Task prompt
Your reply should reproduce each line below exactly and carry none of the pictures.

--- START ---

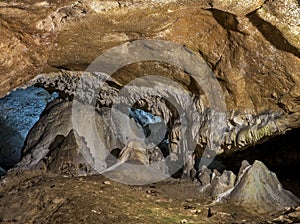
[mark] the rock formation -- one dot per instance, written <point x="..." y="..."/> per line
<point x="69" y="156"/>
<point x="255" y="188"/>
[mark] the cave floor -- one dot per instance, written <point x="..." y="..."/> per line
<point x="38" y="197"/>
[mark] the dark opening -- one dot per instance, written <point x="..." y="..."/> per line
<point x="281" y="155"/>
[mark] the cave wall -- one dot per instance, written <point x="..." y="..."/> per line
<point x="254" y="56"/>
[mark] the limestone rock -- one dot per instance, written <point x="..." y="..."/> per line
<point x="2" y="171"/>
<point x="260" y="190"/>
<point x="239" y="8"/>
<point x="223" y="183"/>
<point x="134" y="152"/>
<point x="285" y="16"/>
<point x="204" y="176"/>
<point x="69" y="156"/>
<point x="57" y="120"/>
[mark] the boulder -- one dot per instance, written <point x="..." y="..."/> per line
<point x="260" y="190"/>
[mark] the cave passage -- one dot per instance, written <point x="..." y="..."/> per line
<point x="280" y="154"/>
<point x="19" y="111"/>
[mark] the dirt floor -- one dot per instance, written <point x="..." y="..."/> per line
<point x="36" y="197"/>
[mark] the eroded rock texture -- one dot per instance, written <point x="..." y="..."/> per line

--- END ---

Result of this exercise
[mark] the rock formation -- one dot per instance, written <point x="..." y="..."/> per line
<point x="69" y="156"/>
<point x="255" y="188"/>
[mark] the cave floor -- one dot per instance, written <point x="..." y="..."/> per line
<point x="38" y="197"/>
[mark] the dark opening -- one dot per instance, written <point x="..." y="..."/> per line
<point x="281" y="155"/>
[mark] the cave wall -- one dot per instance, written <point x="..." y="..."/> per line
<point x="254" y="56"/>
[mark] the limestone rock -- one dot per instance, written <point x="..." y="..."/> per line
<point x="2" y="171"/>
<point x="260" y="190"/>
<point x="239" y="8"/>
<point x="223" y="183"/>
<point x="134" y="152"/>
<point x="285" y="16"/>
<point x="204" y="176"/>
<point x="69" y="156"/>
<point x="57" y="120"/>
[mark] the boulder -- one dot per instance, written <point x="..." y="..."/> per line
<point x="260" y="190"/>
[mark] the cave passage -- one dot per instance, written <point x="..." y="..."/> per line
<point x="280" y="154"/>
<point x="19" y="111"/>
[mark] the dirt floor -- one dot per instance, written <point x="..." y="..."/> per line
<point x="36" y="197"/>
[mark] the eroded rock texture -- one dot per instance, written <point x="..." y="..."/> per line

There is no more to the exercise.